##### Data
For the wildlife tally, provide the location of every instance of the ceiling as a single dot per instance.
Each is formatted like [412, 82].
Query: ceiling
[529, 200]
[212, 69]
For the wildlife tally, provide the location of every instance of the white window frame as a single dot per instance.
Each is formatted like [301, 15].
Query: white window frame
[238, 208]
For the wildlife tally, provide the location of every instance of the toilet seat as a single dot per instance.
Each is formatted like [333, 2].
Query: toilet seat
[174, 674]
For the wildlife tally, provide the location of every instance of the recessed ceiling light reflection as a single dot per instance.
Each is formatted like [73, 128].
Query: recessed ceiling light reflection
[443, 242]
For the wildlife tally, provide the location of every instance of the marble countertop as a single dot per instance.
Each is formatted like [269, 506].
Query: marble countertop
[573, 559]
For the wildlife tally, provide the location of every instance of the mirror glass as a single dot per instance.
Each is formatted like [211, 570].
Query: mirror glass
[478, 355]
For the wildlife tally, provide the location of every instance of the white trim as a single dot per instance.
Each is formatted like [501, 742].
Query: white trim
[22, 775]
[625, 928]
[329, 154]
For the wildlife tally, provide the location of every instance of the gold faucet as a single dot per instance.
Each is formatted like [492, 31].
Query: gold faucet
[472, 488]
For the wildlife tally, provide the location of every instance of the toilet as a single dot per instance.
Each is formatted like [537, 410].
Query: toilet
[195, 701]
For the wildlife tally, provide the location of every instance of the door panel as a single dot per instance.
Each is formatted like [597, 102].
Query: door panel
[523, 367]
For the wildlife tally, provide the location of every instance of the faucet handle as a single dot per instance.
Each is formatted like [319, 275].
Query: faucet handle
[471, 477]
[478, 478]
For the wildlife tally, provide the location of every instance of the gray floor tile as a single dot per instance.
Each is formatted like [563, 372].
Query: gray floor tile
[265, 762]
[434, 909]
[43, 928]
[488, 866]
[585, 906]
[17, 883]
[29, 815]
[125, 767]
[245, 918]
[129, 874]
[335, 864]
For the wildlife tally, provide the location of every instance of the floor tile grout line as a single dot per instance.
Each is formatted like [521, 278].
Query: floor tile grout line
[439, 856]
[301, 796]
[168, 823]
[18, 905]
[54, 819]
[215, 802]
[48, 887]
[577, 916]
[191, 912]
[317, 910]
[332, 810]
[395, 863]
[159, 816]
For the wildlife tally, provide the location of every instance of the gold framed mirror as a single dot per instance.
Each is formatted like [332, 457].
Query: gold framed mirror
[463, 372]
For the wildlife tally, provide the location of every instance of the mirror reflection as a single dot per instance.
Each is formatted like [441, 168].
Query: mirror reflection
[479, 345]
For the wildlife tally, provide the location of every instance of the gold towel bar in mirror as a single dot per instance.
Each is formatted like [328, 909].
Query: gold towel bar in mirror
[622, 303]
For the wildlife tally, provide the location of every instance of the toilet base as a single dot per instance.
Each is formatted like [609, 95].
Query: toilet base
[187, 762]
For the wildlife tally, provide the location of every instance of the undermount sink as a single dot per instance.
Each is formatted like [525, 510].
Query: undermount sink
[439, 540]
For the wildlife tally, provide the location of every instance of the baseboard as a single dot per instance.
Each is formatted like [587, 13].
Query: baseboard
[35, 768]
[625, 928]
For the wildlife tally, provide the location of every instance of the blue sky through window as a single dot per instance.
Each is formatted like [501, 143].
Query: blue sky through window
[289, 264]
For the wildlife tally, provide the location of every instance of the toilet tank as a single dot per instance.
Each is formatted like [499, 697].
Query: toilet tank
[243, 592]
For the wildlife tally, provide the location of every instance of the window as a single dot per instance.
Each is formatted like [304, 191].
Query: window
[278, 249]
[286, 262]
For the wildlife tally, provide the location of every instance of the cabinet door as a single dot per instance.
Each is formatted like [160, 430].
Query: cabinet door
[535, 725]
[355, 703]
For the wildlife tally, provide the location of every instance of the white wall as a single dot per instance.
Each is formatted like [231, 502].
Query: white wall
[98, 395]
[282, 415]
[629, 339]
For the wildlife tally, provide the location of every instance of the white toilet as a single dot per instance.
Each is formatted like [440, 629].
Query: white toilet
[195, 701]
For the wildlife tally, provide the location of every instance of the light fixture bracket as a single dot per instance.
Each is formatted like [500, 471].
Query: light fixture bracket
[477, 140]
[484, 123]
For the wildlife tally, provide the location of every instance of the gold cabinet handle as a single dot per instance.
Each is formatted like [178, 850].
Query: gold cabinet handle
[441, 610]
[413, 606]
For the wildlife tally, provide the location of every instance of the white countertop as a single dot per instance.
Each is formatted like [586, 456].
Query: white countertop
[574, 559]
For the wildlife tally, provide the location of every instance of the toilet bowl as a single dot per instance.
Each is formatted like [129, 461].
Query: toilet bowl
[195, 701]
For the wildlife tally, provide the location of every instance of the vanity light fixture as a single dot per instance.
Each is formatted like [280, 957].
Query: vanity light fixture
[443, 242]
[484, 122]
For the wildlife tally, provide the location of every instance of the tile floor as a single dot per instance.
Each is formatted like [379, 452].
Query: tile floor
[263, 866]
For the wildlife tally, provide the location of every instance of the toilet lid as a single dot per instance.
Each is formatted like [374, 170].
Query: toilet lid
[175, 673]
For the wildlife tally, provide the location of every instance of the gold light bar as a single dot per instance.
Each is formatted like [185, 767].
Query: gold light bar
##########
* **Exercise aim**:
The reply should hold only the lines of the listing above starting at the line containing "Each is formatted like [500, 471]." and ending at the line containing "Each is formatted like [586, 456].", exactly as written.

* **Exercise response**:
Each is formatted like [500, 471].
Query: light fixture bracket
[477, 140]
[484, 123]
For the wildlife tally, provide the location of every instance of the gold cabinet handle as a single dot per instance.
Each is formatted like [178, 850].
Query: gold cabinet handle
[441, 610]
[413, 606]
For the wildlife tally, provide the location of every instance of the white countertop as a single dot per instance.
Each is formatted like [586, 456].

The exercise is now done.